#### Directions:
Revise the listing below by replacing every occurrence of "Query" with "Label" and leaving all other text unchanged.
┌──
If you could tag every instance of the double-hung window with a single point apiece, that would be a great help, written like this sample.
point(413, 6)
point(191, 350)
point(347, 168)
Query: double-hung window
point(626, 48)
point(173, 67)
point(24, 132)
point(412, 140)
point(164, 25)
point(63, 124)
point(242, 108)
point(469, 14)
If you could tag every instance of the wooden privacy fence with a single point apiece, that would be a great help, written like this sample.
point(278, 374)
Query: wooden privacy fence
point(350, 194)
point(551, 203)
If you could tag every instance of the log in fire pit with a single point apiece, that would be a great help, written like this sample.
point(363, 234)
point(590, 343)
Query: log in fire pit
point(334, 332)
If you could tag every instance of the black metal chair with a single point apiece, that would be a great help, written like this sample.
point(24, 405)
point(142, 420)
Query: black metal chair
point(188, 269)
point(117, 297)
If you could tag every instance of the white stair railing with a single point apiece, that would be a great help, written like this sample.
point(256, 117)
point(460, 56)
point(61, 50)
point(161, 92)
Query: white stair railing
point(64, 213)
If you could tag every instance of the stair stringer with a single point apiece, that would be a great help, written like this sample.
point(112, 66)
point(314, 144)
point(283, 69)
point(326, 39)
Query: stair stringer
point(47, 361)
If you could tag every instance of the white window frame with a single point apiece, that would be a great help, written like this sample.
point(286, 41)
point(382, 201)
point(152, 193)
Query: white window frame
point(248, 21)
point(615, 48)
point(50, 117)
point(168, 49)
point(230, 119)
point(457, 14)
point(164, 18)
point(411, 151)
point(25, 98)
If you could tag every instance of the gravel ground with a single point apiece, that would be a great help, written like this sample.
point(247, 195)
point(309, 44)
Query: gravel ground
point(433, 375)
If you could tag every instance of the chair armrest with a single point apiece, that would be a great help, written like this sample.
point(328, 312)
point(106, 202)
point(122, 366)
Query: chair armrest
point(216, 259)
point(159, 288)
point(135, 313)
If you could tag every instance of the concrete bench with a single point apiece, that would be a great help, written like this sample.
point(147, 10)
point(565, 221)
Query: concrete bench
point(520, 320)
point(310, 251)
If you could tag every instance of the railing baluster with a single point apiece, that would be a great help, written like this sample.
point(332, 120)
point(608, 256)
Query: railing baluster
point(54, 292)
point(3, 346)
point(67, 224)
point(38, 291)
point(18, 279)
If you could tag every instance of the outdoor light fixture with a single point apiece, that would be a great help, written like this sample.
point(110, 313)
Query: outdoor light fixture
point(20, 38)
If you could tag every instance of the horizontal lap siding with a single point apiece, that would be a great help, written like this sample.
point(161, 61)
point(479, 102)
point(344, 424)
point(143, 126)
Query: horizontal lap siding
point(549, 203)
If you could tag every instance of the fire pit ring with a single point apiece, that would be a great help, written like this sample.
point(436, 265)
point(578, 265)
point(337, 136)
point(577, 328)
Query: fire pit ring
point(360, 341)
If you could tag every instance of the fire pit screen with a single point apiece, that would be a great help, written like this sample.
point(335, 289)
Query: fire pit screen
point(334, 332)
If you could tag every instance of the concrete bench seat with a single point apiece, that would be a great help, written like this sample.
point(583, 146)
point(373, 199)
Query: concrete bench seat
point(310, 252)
└──
#### Task response:
If you could tag every instance of the double-hung window with a single point apiece, that would be a great help, written like this sample.
point(413, 6)
point(191, 350)
point(347, 168)
Label: double-hung window
point(626, 48)
point(173, 67)
point(24, 132)
point(412, 140)
point(164, 25)
point(63, 124)
point(242, 108)
point(469, 14)
If you could tag every instance of the wooden privacy fence with a single point apiece, that would be a great help, written like this sample.
point(278, 374)
Label: wooden privacy fence
point(350, 194)
point(551, 203)
If you could tag every instance of the log in fire pit with a single point apiece, that would be a great help, written like this sample.
point(363, 234)
point(590, 343)
Label: log in fire pit
point(334, 332)
If you could tag every instance of the black metal chair with a single point apiece, that would be a great help, written like this sample.
point(24, 405)
point(142, 420)
Label: black metal chair
point(188, 269)
point(117, 297)
If you could tag every instance of the white stair railing with a single point apiece, that would be a great help, written like this sample.
point(256, 117)
point(460, 56)
point(61, 50)
point(161, 92)
Label: white stair railing
point(64, 213)
If you could tag every instance of the stair stringer with a single point apiece, that would be a great help, written like this sample.
point(112, 66)
point(314, 144)
point(283, 69)
point(326, 39)
Label: stair stringer
point(47, 361)
If you could tag every instance of the white window frame with a single point apiece, that would be a great help, written like this sample.
point(286, 41)
point(382, 201)
point(152, 193)
Label: white window frame
point(248, 21)
point(615, 48)
point(50, 117)
point(168, 49)
point(230, 119)
point(457, 14)
point(164, 18)
point(411, 151)
point(25, 98)
If you could tag every instance of the gravel ground with a single point apiece, that would be a great help, written like this sample.
point(247, 195)
point(309, 44)
Label: gravel ground
point(433, 375)
If you could tag every instance of the chair armrest with a single point apiece, that would be a great help, written like this sample.
point(328, 312)
point(106, 202)
point(122, 366)
Label: chair armrest
point(216, 259)
point(159, 288)
point(135, 313)
If you could tag every instance of the concrete bench with a single point apiece, that would be a great help, written like this sample.
point(147, 10)
point(565, 221)
Label: concrete bench
point(520, 320)
point(310, 251)
If you could tag every instance of the railing baluster with a single point apiece, that would be a great help, written like this sample.
point(332, 120)
point(608, 256)
Label: railing baluster
point(54, 292)
point(3, 346)
point(67, 224)
point(38, 291)
point(18, 279)
If you could tag every instance of the outdoor light fixture with a single point apiece, that would be a great help, written like this sample.
point(110, 313)
Label: outdoor light fixture
point(20, 38)
If you could tag every instance of the horizontal lap siding with a single point apiece, that would be a great help, written like this sample.
point(161, 61)
point(479, 102)
point(344, 424)
point(143, 126)
Label: horizontal lap siding
point(549, 203)
If you could tag every instance of the fire pit ring with a single point apiece, that would be a great help, written like this sample.
point(436, 265)
point(578, 265)
point(337, 136)
point(577, 328)
Label: fire pit ring
point(360, 341)
If you could tag every instance of the fire pit screen with a single point apiece, that would be a great help, written like this sample.
point(335, 289)
Label: fire pit screen
point(334, 332)
If you could tag every instance of the concrete bench seat with a single point apiece, that would be a great help, written like this sample.
point(583, 146)
point(373, 199)
Label: concrete bench seat
point(310, 252)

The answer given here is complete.